◆ Prompt 1 ◆
From the forum thread on train travel to Denver, extract the passage from "We live just" to "we're in Colorado.)" without altering a single word.

# Planning travel - Pittsburgh area to Denver area August 2020



## MaryOfDoom (Dec 17, 2019)

Hi all,

I just joined your fine forum here, so I hope I'm in the right spot. I spent a big chunk of yesterday and the day before reading posts and avoiding the work I was supposed to be doing.

My husband is deathly afraid of plane travel and we need to be in the Denver area in August 2020 for my sister's wedding. We don't have a ton of flexibility in our travel dates, as she's planning the ceremony for August 9, so we'd need to leave here on either August 4 or 5. 

We live just east of Pittsburgh, so we'd probably plan on boarding the Capitol Limited at Connellsville (COV) and stashing a car at the Great Allegheny Passage parking lot there. My original plan was to switch to the California Zephyr at Chicago and take it to Denver's Union Station, but after considering our schedule and reading some trip reports, I think we'll probably want to disembark at Glenwood Springs, rent a car, and drive back down the mountain. (I grew up in Golden, CO and am super familiar with the area - plus we'd be renting a car anyway for getting around while we're in Colorado.)

For the return trip, we'd go from Denver back to Connellsville in the same fashion, probably on Monday, August 10. 

What I am trying to figure out is:
- Does it make sense to book bedrooms the whole way, or could we get away with a roomette on the Capitol Limited? I have a seizure disorder and though I haven't had a seizure in three years, lack of sleep is a huge seizure trigger. I'm willing to pay more to have a greater chance of having comfortable sleeping arrangements for the entire journey.
- Is the layover time in Chicago between the Capitol Limited and the California Zephyr long enough to allow for any delays if we schedule the departures on the same day, or should we plan to lay over a day in Chicago? I'd like to avoid that if at all possible.
- When is the best time for me to buy these tickets? Should I plan to purchase now, or as soon as possible, or do I have a little more time before I have to pull the trigger?

I will note that the husband and I last took a train from New Jersey to Boston for another sister's wedding back in 2011, and it was the least unpleasant travel experience that either of us had, which is why we're considering it for this trip too. Thanks in advance for your help - I really appreciate it.


----------



## pennyk (Dec 17, 2019)

I just got home from a trip that involved the Capitol Limited connecting to the California Zephyr and I had no problem making the connection. However, if you are concerned and you do not have wiggle room, I would had a night in Chicago (which I did on the way home connecting from the Empire Builder) or plan to arrive in Colorado a day early.

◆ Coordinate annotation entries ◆

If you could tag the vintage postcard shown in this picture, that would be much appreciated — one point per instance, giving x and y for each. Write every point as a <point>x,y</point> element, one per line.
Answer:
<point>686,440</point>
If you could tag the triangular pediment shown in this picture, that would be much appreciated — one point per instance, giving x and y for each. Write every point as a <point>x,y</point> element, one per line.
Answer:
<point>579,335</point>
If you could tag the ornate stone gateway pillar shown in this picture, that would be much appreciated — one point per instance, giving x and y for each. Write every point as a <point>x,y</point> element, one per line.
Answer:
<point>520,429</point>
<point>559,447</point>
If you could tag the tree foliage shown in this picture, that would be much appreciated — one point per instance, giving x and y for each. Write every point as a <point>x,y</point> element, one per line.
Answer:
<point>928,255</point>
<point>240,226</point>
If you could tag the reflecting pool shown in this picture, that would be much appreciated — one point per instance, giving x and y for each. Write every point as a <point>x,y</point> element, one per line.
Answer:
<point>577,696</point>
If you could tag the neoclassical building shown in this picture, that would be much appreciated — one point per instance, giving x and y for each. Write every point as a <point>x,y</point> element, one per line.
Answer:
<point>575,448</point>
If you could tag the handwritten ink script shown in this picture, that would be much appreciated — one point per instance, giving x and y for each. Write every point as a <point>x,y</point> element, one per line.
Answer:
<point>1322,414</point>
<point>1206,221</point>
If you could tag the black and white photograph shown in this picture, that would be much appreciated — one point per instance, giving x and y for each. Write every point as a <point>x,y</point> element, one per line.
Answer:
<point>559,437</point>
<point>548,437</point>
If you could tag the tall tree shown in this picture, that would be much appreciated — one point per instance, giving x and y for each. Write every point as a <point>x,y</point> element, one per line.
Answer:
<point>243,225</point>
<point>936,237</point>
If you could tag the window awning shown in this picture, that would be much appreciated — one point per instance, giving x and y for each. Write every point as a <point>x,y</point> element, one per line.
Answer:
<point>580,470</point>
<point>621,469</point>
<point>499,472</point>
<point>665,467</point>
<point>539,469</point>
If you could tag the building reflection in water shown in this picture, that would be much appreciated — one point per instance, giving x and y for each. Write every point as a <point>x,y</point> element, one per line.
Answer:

◆ Prompt 2 ◆
Swap "neoclassical building" for "classical building" in the entries from the line with "If you could tag the neoclassical" to the line with "<point>575,448</point>", and return only those lines with everything else unchanged.

◆ Final result 1 ◆
We live just east of Pittsburgh, so we'd probably plan on boarding the Capitol Limited at Connellsville (COV) and stashing a car at the Great Allegheny Passage parking lot there. My original plan was to switch to the California Zephyr at Chicago and take it to Denver's Union Station, but after considering our schedule and reading some trip reports, I think we'll probably want to disembark at Glenwood Springs, rent a car, and drive back down the mountain. (I grew up in Golden, CO and am super familiar with the area - plus we'd be renting a car anyway for getting around while we're in Colorado.)

◆ Final result 2 ◆
If you could tag the classical building shown in this picture, that would be much appreciated — one point per instance, giving x and y for each. Write every point as a <point>x,y</point> element, one per line.
Answer:
<point>575,448</point>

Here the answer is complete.